--- TEXT BLOCK ---
* * * *

In 2013, Darroch found vast fields of what looked remarkably like burrows made in the Nama sediment – signs that these younger animals were foraging, and churning up the seafloor.

“Most Ediacarans were fairly simple animals – they didn’t move around, or do much, and they tended to live close to their food source – gooey microbial mats found on the seafloor,” says Darroch.

“However, in Namibia from 540 million years ago onwards, there is a steady increase in the intensity and diversity of different burrowing behaviours, suggesting animals were more mobile, and becoming smart in the way they foraged for food.”

Darroch argues that the arrival of these more modern, Cambrian-style animals could have changed the environment in a way that the Ediacarans just didn’t like, for example by churning up sediment and disturbing microbial mats, making it harder for Ediacarans to feed.

Some of the burrows in the sediment also looked exactly like those created by sea anemones – a predatory animal. If predators had been present, that would surely have been the death knell for the Ediacarans, who would have been unable to escape.

However, other scientists are sceptical about this theory.

* * * *

--- DATA EXCERPTS ---
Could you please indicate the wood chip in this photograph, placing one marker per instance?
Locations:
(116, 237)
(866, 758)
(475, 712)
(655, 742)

* * * *

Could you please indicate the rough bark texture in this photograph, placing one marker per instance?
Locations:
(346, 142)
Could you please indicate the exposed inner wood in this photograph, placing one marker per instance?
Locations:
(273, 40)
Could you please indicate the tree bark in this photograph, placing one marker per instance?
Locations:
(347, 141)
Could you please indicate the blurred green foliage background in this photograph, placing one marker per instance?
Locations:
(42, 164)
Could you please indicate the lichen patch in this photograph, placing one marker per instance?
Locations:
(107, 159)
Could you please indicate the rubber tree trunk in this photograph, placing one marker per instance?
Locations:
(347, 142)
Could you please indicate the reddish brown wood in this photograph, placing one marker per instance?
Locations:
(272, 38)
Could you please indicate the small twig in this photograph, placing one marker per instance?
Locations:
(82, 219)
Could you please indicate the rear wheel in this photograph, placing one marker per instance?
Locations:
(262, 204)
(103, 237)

* * * *

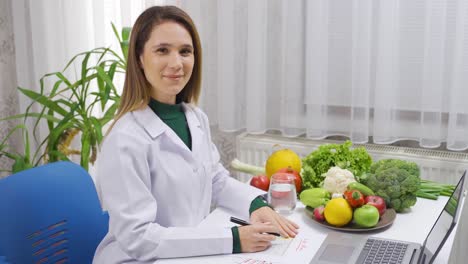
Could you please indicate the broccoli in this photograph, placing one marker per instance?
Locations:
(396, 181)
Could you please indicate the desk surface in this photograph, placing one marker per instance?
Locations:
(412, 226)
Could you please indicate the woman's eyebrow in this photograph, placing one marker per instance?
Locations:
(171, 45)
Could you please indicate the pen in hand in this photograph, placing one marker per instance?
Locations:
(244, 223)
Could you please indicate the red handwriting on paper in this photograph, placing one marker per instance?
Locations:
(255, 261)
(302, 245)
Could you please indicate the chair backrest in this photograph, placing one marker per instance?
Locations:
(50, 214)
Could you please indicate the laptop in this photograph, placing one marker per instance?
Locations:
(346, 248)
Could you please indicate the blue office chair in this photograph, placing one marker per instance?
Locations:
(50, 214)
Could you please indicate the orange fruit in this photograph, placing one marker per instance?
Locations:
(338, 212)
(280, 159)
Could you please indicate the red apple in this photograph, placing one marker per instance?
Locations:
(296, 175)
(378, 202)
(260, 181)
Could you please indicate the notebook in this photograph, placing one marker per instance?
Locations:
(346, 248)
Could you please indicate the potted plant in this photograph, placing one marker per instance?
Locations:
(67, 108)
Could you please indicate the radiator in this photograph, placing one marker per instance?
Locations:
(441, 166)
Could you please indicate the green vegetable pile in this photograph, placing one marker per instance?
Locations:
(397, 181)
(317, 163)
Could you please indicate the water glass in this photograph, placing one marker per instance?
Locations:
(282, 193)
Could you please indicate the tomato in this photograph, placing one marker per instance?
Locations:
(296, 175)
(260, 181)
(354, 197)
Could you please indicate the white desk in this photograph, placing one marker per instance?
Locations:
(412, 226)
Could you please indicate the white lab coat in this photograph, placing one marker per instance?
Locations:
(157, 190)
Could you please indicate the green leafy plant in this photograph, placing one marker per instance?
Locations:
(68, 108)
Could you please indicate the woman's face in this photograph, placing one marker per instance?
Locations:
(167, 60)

* * * *

--- QUESTIONS TO ANSWER ---
A – Decide whether each statement agrees with the Ediacaran passage, answering yes or no and quoting the words that decide it: (i) Darroch found the fields of burrow-like marks in 2013. (ii) Most Ediacarans moved around a great deal. (iii) Some of the burrows looked like those created by sea anemones.
B – Set down the part of the Ediacaran passage starting with "Darroch argues that" and going on through "about this theory.".
The entries were drawn from a different source than the Ediacaran passage.

--- TASK ANSWERS ---
A –
(i) Yes: "In 2013, Darroch found vast fields of what looked remarkably like burrows"
(ii) No: "they didn’t move around, or do much"
(iii) Yes: "Some of the burrows in the sediment also looked exactly like those created by sea anemones"

B –
Darroch argues that the arrival of these more modern, Cambrian-style animals could have changed the environment in a way that the Ediacarans just didn’t like, for example by churning up sediment and disturbing microbial mats, making it harder for Ediacarans to feed.

Some of the burrows in the sediment also looked exactly like those created by sea anemones – a predatory animal. If predators had been present, that would surely have been the death knell for the Ediacarans, who would have been unable to escape.

However, other scientists are sceptical about this theory.